Objective:
Every line from the one with "out the potted" through the end of the records below should be restated word for word, and nothing outside that span.
--------------------
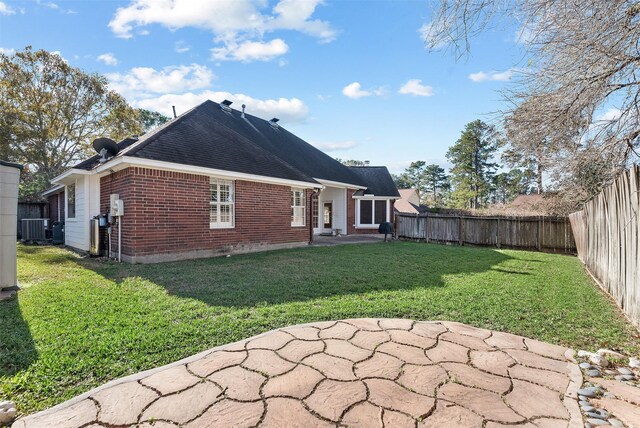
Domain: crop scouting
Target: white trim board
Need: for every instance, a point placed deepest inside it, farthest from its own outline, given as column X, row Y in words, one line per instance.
column 123, row 162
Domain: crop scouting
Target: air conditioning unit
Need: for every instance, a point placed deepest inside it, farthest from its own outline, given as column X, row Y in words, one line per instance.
column 34, row 229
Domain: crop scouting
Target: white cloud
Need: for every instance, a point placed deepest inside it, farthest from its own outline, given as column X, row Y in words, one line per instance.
column 143, row 81
column 496, row 76
column 50, row 5
column 610, row 115
column 238, row 26
column 354, row 90
column 525, row 35
column 108, row 58
column 5, row 9
column 334, row 146
column 250, row 51
column 291, row 110
column 425, row 35
column 415, row 87
column 181, row 47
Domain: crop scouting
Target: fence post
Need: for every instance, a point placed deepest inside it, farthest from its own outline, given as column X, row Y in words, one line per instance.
column 538, row 235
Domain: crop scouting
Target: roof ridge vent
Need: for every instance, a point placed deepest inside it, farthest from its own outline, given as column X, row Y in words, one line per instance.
column 226, row 105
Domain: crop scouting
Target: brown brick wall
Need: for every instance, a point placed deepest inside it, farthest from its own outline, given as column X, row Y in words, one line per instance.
column 168, row 212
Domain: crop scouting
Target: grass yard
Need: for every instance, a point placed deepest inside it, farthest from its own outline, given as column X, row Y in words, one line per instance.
column 78, row 322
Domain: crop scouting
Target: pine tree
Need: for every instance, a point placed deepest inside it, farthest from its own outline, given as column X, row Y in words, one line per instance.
column 472, row 171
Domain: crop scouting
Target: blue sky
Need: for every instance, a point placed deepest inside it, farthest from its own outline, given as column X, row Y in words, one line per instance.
column 351, row 77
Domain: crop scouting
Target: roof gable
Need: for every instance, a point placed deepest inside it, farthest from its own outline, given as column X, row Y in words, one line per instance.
column 377, row 179
column 207, row 136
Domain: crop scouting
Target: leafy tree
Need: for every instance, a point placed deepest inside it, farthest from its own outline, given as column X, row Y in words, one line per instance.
column 51, row 112
column 401, row 181
column 576, row 99
column 414, row 175
column 437, row 182
column 151, row 119
column 472, row 171
column 507, row 185
column 429, row 180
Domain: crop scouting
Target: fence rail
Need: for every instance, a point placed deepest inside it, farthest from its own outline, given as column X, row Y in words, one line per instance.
column 31, row 210
column 606, row 233
column 539, row 233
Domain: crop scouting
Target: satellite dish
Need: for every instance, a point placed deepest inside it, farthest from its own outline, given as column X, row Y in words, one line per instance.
column 105, row 147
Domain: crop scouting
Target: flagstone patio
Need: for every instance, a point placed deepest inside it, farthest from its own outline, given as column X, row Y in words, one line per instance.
column 356, row 373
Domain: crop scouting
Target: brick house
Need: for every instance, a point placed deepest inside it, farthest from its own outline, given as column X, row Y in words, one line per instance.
column 215, row 180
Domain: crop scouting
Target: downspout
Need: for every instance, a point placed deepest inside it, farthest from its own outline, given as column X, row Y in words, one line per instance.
column 314, row 194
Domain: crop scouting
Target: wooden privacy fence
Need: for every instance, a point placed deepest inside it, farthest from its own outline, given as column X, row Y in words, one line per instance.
column 535, row 233
column 31, row 210
column 606, row 233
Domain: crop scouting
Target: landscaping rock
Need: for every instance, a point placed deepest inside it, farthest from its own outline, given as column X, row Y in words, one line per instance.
column 599, row 360
column 624, row 370
column 7, row 412
column 623, row 378
column 594, row 415
column 614, row 422
column 588, row 392
column 609, row 352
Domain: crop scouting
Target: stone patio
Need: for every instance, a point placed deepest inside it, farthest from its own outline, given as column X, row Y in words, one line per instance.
column 356, row 373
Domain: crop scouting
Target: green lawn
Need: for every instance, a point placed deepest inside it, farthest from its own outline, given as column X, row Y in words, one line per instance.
column 79, row 322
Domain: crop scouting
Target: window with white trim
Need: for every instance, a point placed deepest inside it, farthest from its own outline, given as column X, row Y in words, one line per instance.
column 372, row 212
column 71, row 200
column 298, row 208
column 221, row 203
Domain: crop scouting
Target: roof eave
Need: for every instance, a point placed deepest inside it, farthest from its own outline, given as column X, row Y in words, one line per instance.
column 123, row 162
column 331, row 183
column 52, row 190
column 62, row 178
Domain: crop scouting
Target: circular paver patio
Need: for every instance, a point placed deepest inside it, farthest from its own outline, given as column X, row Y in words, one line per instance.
column 356, row 373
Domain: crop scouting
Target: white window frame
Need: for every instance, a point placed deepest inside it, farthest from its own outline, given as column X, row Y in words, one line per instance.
column 75, row 201
column 301, row 208
column 218, row 224
column 371, row 225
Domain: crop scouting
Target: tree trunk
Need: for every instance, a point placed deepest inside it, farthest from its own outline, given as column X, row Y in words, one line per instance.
column 539, row 176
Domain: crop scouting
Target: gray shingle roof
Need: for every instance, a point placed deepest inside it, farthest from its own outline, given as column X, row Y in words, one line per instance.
column 209, row 137
column 377, row 179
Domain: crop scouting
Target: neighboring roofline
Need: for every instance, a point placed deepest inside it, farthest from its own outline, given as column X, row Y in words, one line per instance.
column 374, row 197
column 52, row 190
column 127, row 161
column 11, row 164
column 338, row 184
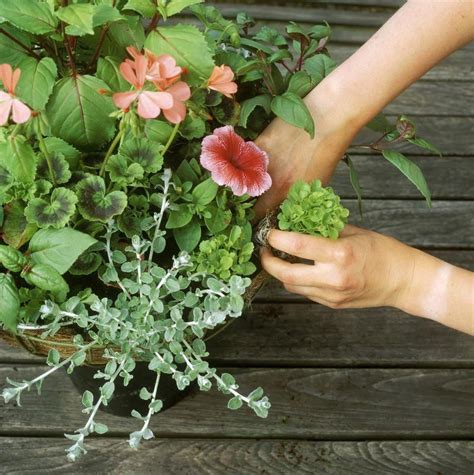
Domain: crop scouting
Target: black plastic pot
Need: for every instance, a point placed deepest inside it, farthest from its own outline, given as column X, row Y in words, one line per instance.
column 126, row 398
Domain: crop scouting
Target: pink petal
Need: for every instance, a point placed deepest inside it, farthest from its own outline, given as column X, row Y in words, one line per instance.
column 151, row 103
column 225, row 88
column 129, row 73
column 21, row 112
column 123, row 100
column 5, row 108
column 177, row 113
column 180, row 91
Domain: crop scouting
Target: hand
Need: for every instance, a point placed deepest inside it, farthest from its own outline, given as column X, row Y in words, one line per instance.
column 294, row 155
column 361, row 269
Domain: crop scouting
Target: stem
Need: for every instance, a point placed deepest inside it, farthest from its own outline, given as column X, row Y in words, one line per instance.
column 171, row 139
column 110, row 151
column 45, row 152
column 19, row 43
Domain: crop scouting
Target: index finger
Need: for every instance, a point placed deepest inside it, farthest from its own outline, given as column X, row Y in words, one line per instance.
column 314, row 248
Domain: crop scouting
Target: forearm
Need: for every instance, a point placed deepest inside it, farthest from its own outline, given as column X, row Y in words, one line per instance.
column 438, row 291
column 416, row 38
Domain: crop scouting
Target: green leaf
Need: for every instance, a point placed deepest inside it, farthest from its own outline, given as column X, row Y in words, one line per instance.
column 143, row 152
column 36, row 82
column 59, row 248
column 158, row 131
column 425, row 145
column 410, row 170
column 187, row 45
column 9, row 302
column 58, row 146
column 109, row 72
column 145, row 8
column 33, row 16
column 122, row 171
column 247, row 107
column 104, row 14
column 16, row 230
column 319, row 66
column 293, row 110
column 173, row 7
column 188, row 237
column 354, row 177
column 79, row 18
column 55, row 211
column 301, row 83
column 179, row 218
column 11, row 52
column 97, row 205
column 19, row 158
column 59, row 169
column 205, row 192
column 78, row 114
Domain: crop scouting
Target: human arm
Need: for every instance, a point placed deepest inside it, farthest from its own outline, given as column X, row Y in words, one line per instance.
column 417, row 36
column 366, row 269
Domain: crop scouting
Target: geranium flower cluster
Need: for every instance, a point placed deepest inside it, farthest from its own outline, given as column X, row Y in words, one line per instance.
column 163, row 74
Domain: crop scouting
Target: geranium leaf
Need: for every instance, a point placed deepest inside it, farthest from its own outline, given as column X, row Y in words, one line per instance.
column 11, row 52
column 58, row 146
column 319, row 66
column 79, row 18
column 59, row 248
column 410, row 170
column 173, row 7
column 86, row 264
column 143, row 152
column 122, row 171
column 187, row 45
column 9, row 302
column 78, row 114
column 55, row 211
column 59, row 169
column 19, row 158
column 16, row 230
column 37, row 82
column 247, row 107
column 108, row 71
column 293, row 110
column 97, row 205
column 33, row 16
column 189, row 236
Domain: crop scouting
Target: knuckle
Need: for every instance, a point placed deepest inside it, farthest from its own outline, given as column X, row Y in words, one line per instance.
column 344, row 253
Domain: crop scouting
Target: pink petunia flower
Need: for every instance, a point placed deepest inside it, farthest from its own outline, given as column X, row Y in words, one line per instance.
column 8, row 102
column 222, row 80
column 150, row 103
column 181, row 92
column 233, row 162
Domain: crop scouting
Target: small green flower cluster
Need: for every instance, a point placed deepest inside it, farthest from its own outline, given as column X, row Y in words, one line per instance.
column 313, row 209
column 225, row 255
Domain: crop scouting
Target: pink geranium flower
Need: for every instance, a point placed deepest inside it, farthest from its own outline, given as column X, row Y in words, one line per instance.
column 8, row 102
column 222, row 80
column 233, row 162
column 181, row 92
column 150, row 103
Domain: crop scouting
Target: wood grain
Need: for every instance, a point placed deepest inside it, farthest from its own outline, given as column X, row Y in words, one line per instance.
column 317, row 404
column 240, row 457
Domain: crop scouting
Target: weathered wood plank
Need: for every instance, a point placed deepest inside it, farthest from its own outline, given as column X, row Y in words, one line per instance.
column 274, row 292
column 448, row 178
column 458, row 66
column 416, row 224
column 317, row 404
column 246, row 457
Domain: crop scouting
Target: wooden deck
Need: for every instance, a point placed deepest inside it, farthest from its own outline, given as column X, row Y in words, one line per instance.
column 353, row 392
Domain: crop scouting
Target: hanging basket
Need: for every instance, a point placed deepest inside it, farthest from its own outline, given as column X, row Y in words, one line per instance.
column 62, row 341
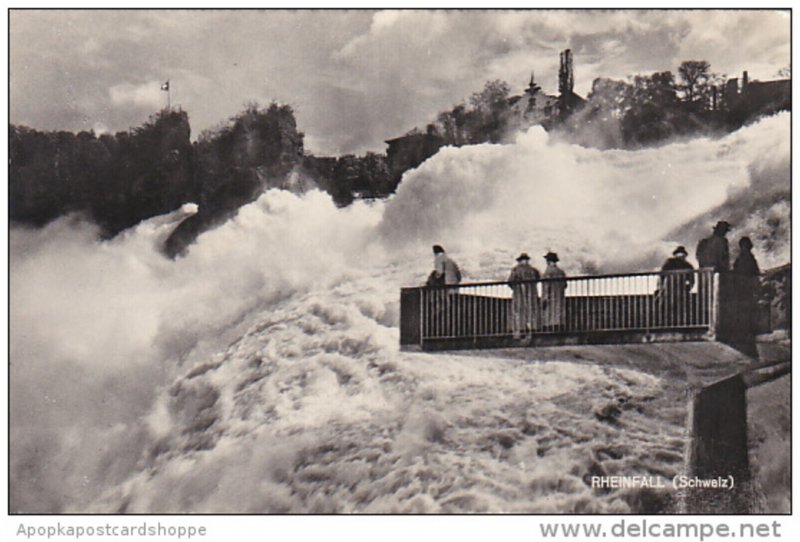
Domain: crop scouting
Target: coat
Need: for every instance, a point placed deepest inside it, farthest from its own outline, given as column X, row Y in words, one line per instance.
column 524, row 298
column 713, row 252
column 554, row 297
column 746, row 264
column 445, row 267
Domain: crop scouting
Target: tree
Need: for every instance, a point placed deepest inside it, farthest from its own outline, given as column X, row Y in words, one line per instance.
column 487, row 113
column 694, row 74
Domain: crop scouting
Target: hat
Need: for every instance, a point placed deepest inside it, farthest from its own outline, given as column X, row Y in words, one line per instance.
column 680, row 250
column 722, row 225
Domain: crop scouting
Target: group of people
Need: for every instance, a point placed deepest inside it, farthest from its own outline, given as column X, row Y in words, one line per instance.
column 677, row 274
column 530, row 312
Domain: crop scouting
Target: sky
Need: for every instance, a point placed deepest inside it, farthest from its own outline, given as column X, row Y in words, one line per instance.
column 354, row 78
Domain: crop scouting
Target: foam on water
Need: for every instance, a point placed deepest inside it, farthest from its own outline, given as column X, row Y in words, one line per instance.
column 261, row 372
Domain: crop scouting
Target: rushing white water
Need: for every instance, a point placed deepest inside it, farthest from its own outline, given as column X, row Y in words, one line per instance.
column 261, row 372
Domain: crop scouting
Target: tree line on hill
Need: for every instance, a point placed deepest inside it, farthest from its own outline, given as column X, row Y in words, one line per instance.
column 118, row 180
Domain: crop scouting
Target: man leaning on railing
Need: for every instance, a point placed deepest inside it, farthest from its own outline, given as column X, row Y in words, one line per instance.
column 674, row 289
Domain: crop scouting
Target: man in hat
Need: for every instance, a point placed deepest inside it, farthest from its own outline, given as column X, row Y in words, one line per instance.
column 445, row 273
column 675, row 285
column 553, row 296
column 713, row 251
column 445, row 269
column 747, row 286
column 524, row 297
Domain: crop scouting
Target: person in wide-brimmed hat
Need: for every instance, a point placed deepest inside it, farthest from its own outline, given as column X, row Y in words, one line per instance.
column 674, row 288
column 553, row 294
column 524, row 297
column 713, row 251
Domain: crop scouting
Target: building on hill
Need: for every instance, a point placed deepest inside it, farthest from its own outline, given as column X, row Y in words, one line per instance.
column 536, row 107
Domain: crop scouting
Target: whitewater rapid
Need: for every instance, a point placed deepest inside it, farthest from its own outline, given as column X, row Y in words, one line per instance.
column 261, row 372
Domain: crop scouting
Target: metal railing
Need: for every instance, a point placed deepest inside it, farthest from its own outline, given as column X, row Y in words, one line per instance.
column 622, row 302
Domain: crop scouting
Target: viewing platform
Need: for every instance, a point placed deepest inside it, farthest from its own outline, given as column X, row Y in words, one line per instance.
column 697, row 305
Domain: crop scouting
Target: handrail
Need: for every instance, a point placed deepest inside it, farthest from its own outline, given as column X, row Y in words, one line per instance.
column 559, row 279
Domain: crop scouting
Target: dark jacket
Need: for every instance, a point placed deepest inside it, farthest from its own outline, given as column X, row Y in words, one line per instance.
column 713, row 252
column 746, row 264
column 673, row 266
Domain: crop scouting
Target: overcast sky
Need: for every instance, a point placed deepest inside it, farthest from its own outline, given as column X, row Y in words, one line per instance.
column 354, row 78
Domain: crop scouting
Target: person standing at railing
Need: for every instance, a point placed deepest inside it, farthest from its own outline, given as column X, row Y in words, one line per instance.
column 674, row 289
column 444, row 277
column 713, row 251
column 524, row 297
column 446, row 271
column 746, row 286
column 553, row 294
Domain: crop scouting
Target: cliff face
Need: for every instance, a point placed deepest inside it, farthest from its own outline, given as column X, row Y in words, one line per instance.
column 118, row 181
column 260, row 150
column 114, row 180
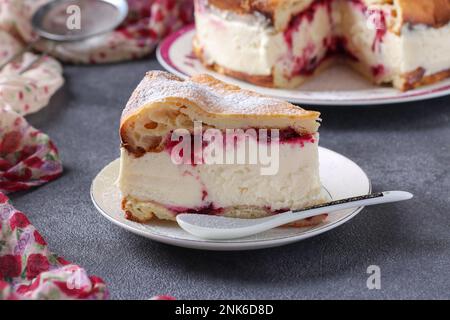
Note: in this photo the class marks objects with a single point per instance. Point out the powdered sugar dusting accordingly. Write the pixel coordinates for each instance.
(210, 95)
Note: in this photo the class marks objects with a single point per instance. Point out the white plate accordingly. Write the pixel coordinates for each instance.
(337, 86)
(341, 177)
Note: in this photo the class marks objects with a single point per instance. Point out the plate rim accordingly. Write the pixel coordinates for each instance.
(229, 246)
(419, 94)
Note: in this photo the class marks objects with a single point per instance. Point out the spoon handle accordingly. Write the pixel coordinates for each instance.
(354, 202)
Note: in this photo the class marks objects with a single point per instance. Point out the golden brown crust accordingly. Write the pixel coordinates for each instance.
(146, 211)
(416, 79)
(434, 13)
(163, 102)
(266, 7)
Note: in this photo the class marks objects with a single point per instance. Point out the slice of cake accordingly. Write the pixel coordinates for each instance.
(157, 180)
(405, 43)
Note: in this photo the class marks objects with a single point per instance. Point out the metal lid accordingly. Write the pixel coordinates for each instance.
(73, 20)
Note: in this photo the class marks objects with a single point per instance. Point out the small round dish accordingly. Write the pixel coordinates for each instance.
(337, 86)
(340, 176)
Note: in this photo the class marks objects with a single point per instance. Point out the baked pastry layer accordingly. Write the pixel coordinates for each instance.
(153, 185)
(384, 40)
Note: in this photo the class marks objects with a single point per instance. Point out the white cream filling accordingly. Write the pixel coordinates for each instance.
(154, 177)
(245, 43)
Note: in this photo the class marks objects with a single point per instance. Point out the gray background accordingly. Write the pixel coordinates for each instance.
(400, 147)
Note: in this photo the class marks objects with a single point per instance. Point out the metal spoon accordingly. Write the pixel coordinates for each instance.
(223, 228)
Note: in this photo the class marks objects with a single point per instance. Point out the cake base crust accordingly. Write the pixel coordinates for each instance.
(145, 211)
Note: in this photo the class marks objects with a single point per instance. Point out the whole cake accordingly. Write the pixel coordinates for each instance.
(281, 43)
(155, 184)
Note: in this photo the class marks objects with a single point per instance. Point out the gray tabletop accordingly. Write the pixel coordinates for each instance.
(399, 146)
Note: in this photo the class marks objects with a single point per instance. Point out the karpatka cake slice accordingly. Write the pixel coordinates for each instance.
(153, 185)
(281, 43)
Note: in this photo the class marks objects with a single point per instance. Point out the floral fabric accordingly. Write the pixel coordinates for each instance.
(28, 270)
(148, 21)
(28, 157)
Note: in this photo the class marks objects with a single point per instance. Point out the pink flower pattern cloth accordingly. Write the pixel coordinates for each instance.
(28, 157)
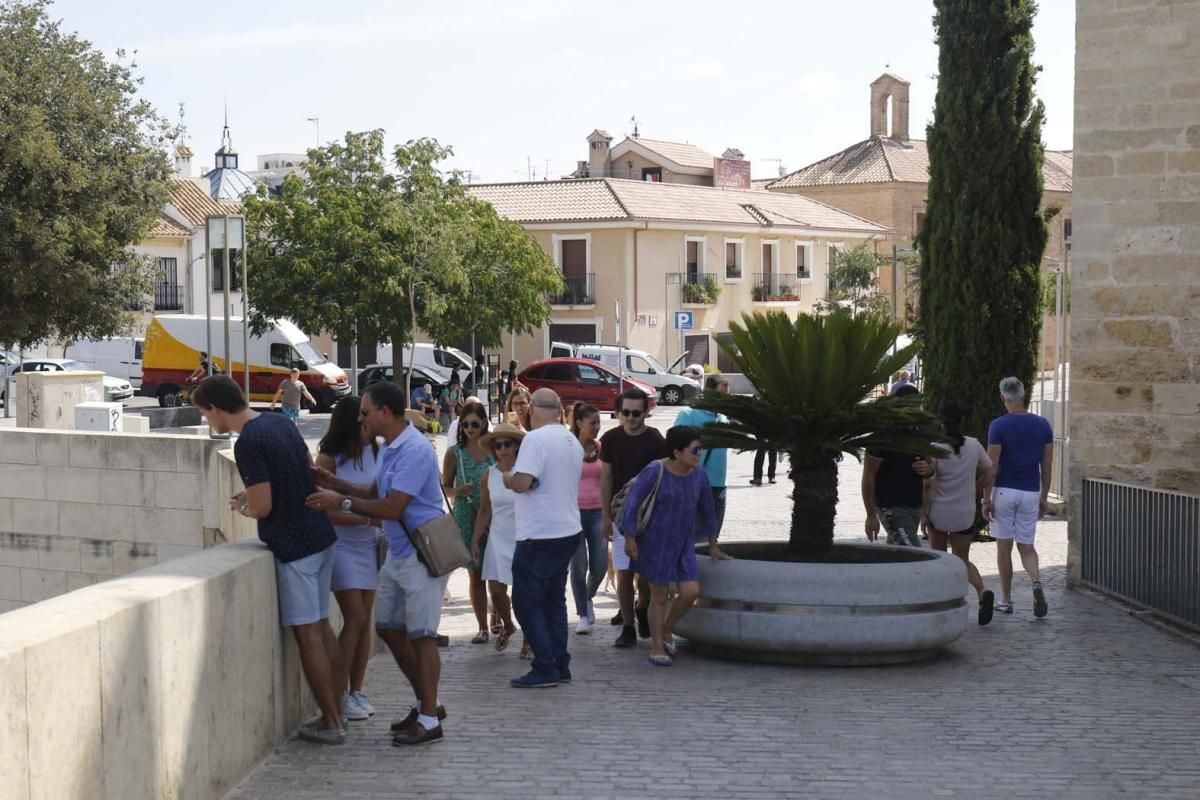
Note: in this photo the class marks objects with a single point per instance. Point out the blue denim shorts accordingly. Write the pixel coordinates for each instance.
(304, 588)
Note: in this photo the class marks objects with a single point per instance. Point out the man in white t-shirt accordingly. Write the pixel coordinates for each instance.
(546, 480)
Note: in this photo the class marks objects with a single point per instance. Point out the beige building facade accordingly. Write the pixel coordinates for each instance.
(658, 250)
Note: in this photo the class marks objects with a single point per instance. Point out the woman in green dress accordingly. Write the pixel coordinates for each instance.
(462, 471)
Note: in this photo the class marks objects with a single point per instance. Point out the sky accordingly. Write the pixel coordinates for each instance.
(516, 86)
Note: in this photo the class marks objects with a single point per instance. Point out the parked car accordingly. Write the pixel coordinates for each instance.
(115, 390)
(581, 379)
(672, 389)
(119, 356)
(377, 372)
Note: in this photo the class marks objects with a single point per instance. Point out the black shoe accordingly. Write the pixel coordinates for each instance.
(628, 637)
(1039, 601)
(987, 606)
(411, 720)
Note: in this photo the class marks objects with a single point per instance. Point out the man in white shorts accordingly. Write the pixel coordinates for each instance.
(1021, 445)
(408, 607)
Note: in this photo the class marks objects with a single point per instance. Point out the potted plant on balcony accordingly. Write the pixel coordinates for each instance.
(808, 599)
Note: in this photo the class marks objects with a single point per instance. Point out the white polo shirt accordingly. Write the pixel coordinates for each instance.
(551, 509)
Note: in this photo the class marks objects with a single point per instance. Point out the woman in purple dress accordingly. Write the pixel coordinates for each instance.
(664, 551)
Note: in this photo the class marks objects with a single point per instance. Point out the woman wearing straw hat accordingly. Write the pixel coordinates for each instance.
(496, 521)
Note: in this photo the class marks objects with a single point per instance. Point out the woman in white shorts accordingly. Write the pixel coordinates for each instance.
--------------------
Exercise output:
Note: in this photo the class marks objects with a single point per instance. Point out the potted plant on balcony accordingly. Write the pixel coordinates for each instance.
(808, 599)
Note: in this photo the class marks objects with a single point per instance. Point out the white polo shirt accordingly. Write the pixel coordinates for each instance.
(551, 509)
Note: in this photo the class marks objects with a single point per instance. Point out the woman in purple dress accordingly. Write the pixel coordinates for each instance.
(664, 551)
Note: in this photo the class marks objects with a single point per instance. Point out the woman wearing straw hat accordingly. Write the pixel coordinates for each instance.
(496, 521)
Note: in this photo the class marks objects with a single point per instance. Point out the woman in white shorts accordingly. Write the pixel coordinates for each instance.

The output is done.